> _YOUR INSTRUCTIONS_
The answer must consist only of the lines in the records below from the line with "Target: distant mountain ridge" to the line with "point: one pixel per instance, each like <point>379,801</point>.", both included, copied word for word with every picture left out.

§

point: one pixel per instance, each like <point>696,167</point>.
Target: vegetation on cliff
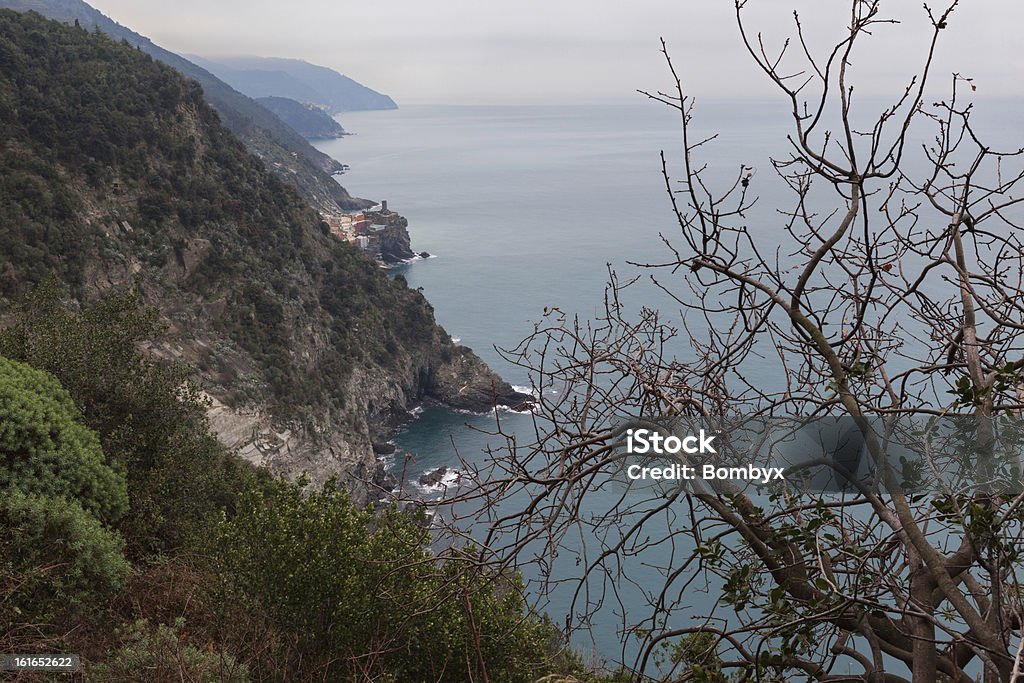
<point>115,172</point>
<point>284,151</point>
<point>214,571</point>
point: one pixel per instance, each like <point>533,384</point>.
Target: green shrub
<point>162,652</point>
<point>353,592</point>
<point>45,450</point>
<point>55,559</point>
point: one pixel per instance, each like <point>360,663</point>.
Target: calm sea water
<point>524,208</point>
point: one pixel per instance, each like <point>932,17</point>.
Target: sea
<point>524,209</point>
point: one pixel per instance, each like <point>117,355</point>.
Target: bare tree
<point>889,286</point>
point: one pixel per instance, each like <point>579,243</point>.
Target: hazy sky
<point>479,51</point>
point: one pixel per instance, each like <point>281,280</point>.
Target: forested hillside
<point>283,150</point>
<point>116,173</point>
<point>150,262</point>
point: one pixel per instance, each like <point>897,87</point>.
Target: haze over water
<point>524,206</point>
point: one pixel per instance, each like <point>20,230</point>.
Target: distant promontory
<point>308,120</point>
<point>295,79</point>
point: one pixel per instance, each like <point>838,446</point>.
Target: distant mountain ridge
<point>266,77</point>
<point>116,174</point>
<point>283,150</point>
<point>309,121</point>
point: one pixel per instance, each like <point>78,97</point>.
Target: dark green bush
<point>56,560</point>
<point>45,450</point>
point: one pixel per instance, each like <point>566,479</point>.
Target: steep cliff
<point>116,173</point>
<point>284,151</point>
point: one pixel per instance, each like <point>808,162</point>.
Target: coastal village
<point>382,233</point>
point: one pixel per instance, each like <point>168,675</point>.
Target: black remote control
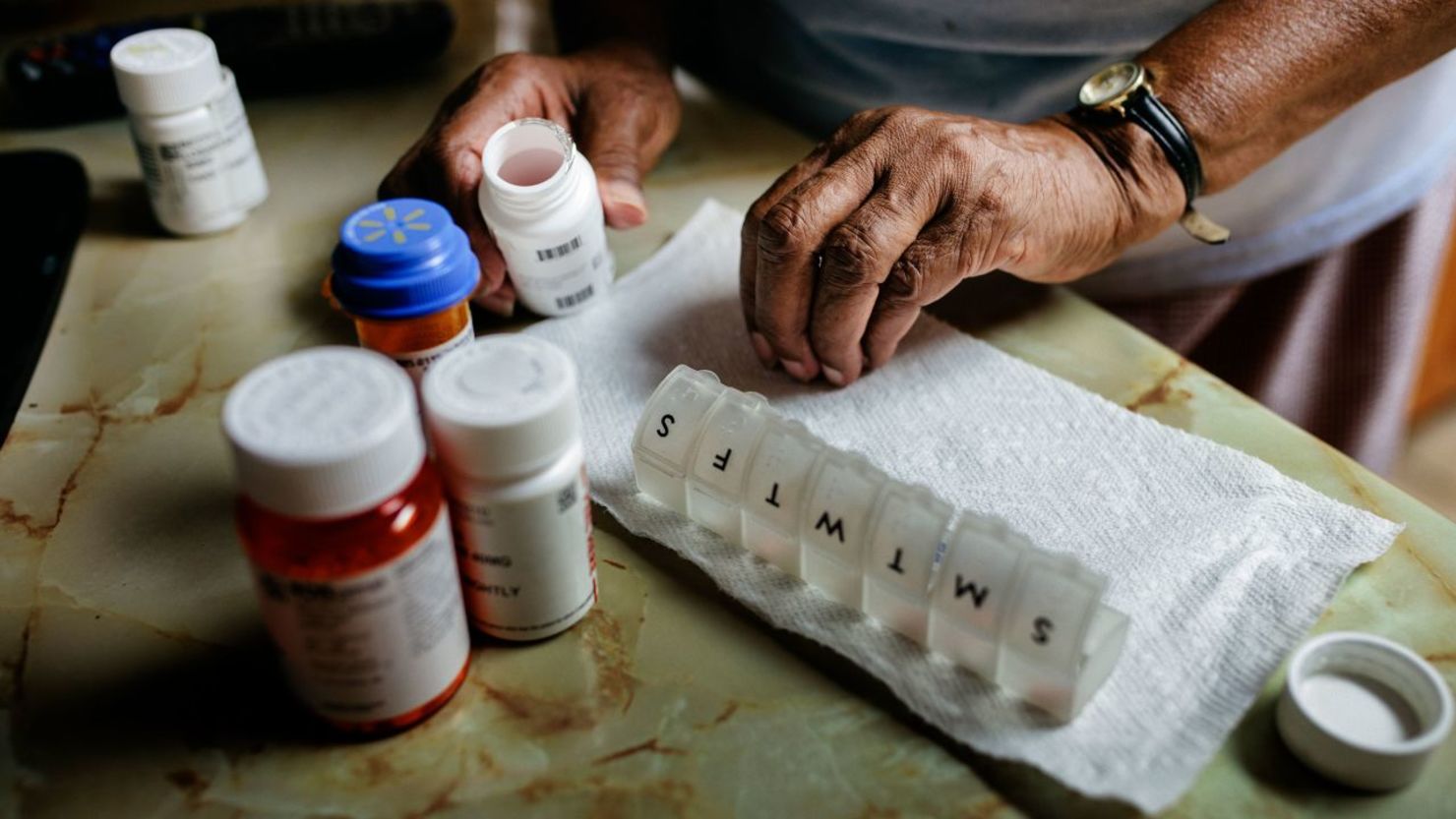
<point>272,50</point>
<point>41,218</point>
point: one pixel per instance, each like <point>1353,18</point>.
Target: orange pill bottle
<point>345,527</point>
<point>405,272</point>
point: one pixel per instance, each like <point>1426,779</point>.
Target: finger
<point>749,243</point>
<point>856,258</point>
<point>500,302</point>
<point>624,134</point>
<point>789,237</point>
<point>927,270</point>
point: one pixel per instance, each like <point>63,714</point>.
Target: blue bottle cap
<point>402,258</point>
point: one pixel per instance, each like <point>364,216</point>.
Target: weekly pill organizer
<point>971,588</point>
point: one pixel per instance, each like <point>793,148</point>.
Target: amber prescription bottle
<point>403,270</point>
<point>348,536</point>
<point>506,422</point>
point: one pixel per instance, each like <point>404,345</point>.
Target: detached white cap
<point>1364,710</point>
<point>503,406</point>
<point>324,433</point>
<point>166,70</point>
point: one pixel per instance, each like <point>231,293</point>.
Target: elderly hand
<point>900,204</point>
<point>616,99</point>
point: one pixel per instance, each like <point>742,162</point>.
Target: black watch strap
<point>1147,111</point>
<point>1142,106</point>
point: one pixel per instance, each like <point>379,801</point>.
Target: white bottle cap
<point>501,406</point>
<point>324,433</point>
<point>1364,710</point>
<point>166,70</point>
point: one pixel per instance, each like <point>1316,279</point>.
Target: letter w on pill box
<point>977,592</point>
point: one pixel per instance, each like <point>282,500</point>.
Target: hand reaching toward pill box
<point>900,204</point>
<point>616,99</point>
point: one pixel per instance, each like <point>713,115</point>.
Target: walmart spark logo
<point>394,226</point>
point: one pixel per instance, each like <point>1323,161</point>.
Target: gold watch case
<point>1110,88</point>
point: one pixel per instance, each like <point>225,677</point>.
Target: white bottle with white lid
<point>506,424</point>
<point>539,198</point>
<point>191,133</point>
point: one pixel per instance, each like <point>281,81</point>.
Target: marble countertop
<point>136,678</point>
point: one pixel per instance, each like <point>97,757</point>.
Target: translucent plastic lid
<point>324,433</point>
<point>503,406</point>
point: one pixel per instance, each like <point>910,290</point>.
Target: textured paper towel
<point>1220,560</point>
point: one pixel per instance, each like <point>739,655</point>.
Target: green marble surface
<point>136,678</point>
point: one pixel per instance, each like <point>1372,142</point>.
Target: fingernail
<point>624,204</point>
<point>761,349</point>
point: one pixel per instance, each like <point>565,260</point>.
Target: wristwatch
<point>1125,90</point>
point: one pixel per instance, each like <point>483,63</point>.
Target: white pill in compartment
<point>906,533</point>
<point>973,592</point>
<point>725,445</point>
<point>836,522</point>
<point>842,495</point>
<point>667,430</point>
<point>778,476</point>
<point>1055,604</point>
<point>674,415</point>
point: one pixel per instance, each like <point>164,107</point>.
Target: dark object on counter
<point>272,50</point>
<point>41,218</point>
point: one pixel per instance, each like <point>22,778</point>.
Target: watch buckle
<point>1201,227</point>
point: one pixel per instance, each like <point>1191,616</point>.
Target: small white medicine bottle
<point>191,133</point>
<point>506,424</point>
<point>539,198</point>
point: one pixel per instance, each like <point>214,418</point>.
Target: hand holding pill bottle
<point>539,198</point>
<point>977,592</point>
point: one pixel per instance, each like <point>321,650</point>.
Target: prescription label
<point>378,645</point>
<point>527,561</point>
<point>417,363</point>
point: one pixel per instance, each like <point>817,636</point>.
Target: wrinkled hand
<point>618,102</point>
<point>900,204</point>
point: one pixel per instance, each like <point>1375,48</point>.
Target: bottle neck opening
<point>527,164</point>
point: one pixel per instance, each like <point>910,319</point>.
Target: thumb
<point>616,153</point>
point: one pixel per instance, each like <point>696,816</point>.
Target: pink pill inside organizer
<point>531,166</point>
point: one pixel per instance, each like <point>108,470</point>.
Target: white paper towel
<point>1220,560</point>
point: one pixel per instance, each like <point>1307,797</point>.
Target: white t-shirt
<point>818,61</point>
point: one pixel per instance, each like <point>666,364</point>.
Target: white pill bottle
<point>506,424</point>
<point>191,133</point>
<point>539,198</point>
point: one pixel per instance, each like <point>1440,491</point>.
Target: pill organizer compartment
<point>773,492</point>
<point>907,530</point>
<point>1061,643</point>
<point>973,592</point>
<point>834,525</point>
<point>1025,618</point>
<point>667,431</point>
<point>716,470</point>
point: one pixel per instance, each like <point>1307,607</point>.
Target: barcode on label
<point>558,251</point>
<point>564,302</point>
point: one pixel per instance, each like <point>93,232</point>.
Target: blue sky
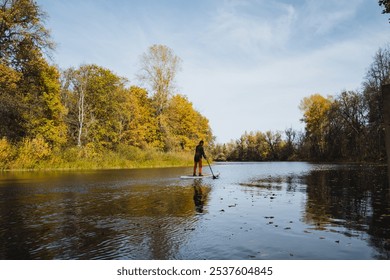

§

> _REPLY_
Target: distant mountain ridge
<point>266,77</point>
<point>116,174</point>
<point>283,150</point>
<point>309,121</point>
point: one pixel per instance, each like <point>78,97</point>.
Target: dark green bush
<point>56,560</point>
<point>45,450</point>
point: one pixel per instance, each like <point>566,479</point>.
Target: steep cliff
<point>116,173</point>
<point>284,151</point>
point: one pixel per instance, each like <point>808,162</point>.
Target: coastal village
<point>382,233</point>
point: one pixel per instance, each like <point>168,675</point>.
Target: black remote control
<point>272,50</point>
<point>41,218</point>
point: one pixel per instance, each like <point>1353,18</point>.
Target: orange pill bottle
<point>345,527</point>
<point>405,272</point>
point: one pixel per instance, each like <point>1426,779</point>.
Target: finger
<point>749,243</point>
<point>856,258</point>
<point>500,302</point>
<point>624,134</point>
<point>789,237</point>
<point>927,270</point>
point: one pixel per instance, each like <point>63,714</point>.
Target: blue bottle cap
<point>402,258</point>
point: one pixel per instance, each like <point>364,216</point>.
Target: weekly pill organizer
<point>971,588</point>
point: one pixel per instance, each like <point>793,148</point>.
Target: amber prescription bottle
<point>403,270</point>
<point>348,536</point>
<point>506,422</point>
point: one pixel per instance, each like <point>404,345</point>.
Target: detached white cap
<point>1364,710</point>
<point>503,406</point>
<point>324,433</point>
<point>166,70</point>
point: one pixel per instance, each like <point>231,293</point>.
Target: elderly hand
<point>900,204</point>
<point>616,99</point>
point: one pixel per instance, each like <point>742,162</point>.
Target: black watch strap
<point>1147,111</point>
<point>1142,106</point>
point: one pixel per instance, each like <point>379,801</point>.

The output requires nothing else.